──────── Texte source

Outre l’évolution de la configuration des nœuds pour en améliorer l’efficacité (rationalisation des itinéraires, vitesse, capacité, fiabilité), la signalisation en ligne a été améliorée pour augmenter le débit, avec la mise en compatibilité des installations pour une vitesse de 200 km/h et un espacement minimal des trains de 2 minutes. La capacité du réseau a aussi été améliorée par le biais de la banalisation généralisée, facilitant les convergences dans les grandes gares.
La Suisse a pris un temps d’avance sur ERTMS : le niveau 2 a été adopté de construction sur les lignes nouvelles (Mattstetten-Rothrist et NFLA) et sur les sections d’approche (comme par exemple sur les accès nord et sud du Gothard). La section Lausanne – Brigue a aussi été dotée du niveau 2, entre Lausanne (exclus) et Villeneuve puis entre Sion et Sierre : sur Lausanne - Villeneuve, la sinuosité du parcours réduisait les possibilités d’optimisation des cantons du fait d’une moindre visibilité de la signalisation latérale. Il s’agissait aussi de tester grandeur nature ce type de conversion. Brigue devrait être la première « grande gare » à être équipée en niveau 2 sans signalisation latérale.
Le reste du réseau a été équipé en ETCS niveau 1 à supervision limitée pour assurer l’interopérabilité, tout en assurant a minima les fonctionnalités des équipements préexistants (ZUB, Signum). Les lignes nouvelles alpines (Lötschberg, Gothard, Céneri) sont naturellement équipées du niveau 2.

────────────────

- Travail demandé:
• 1. Disposez les enregistrements ci-dessous en CSV à deux colonnes, consigne et reponse, avec une ligne par enregistrement. Chaque champ doit être entre guillemets, et les sauts de ligne doivent être remplacés par des espaces.
• 2. Reprenez la rédaction du texte ci-dessus sur la signalisation ferroviaire suisse à partir de sa dernière phrase.

──────── Données à traiter

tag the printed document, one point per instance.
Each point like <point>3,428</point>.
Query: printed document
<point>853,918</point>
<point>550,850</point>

────────────────

- Réponses successives:
• 1.
consigne,reponse
"tag the printed document, one point per instance. Each point like <point>3,428</point>. Query: printed document","<point>853,918</point> <point>550,850</point>"

• 2.
L’augmentation des performances du réseau est étroitement liée à celle du matériel roulant et la standardisation des politiques d’arrêt avec le principe « une mission = une politique d’arrêt et un matériel roulant ». Ainsi, il fallut déterminer la desserte de chaque mission, ce qui facilite la construction des sillons et améliore grandement la lisibilité de l’offre pour le voyageur. Chaque mission a son matériel de référence. La réversibilité a été généralisée pour gagner du temps et des manœuvres lors des terminus et rebroussements. Les nouveaux matériels, renouvelant le parc ancien et suivant l’évolution des besoins, a été conçu dans un objectif de hautes performances, notamment pour les dessertes régionales (Flirt et Kiss notamment) afin de limiter l’impact capacitaire de dessertes à arrêts fréquents et faciliter leur cohabitation avec les Intercity, il est vrai principalement du ressort de rames tractées longues et donc aux démarrages et freinages limités, même avec les Re 460, incarnation du projet Rail2000. L’arrivée des nouvelles rames – parfois non sans mal – type TGL et EC250 doit procurer quelques améliorations en ce sens.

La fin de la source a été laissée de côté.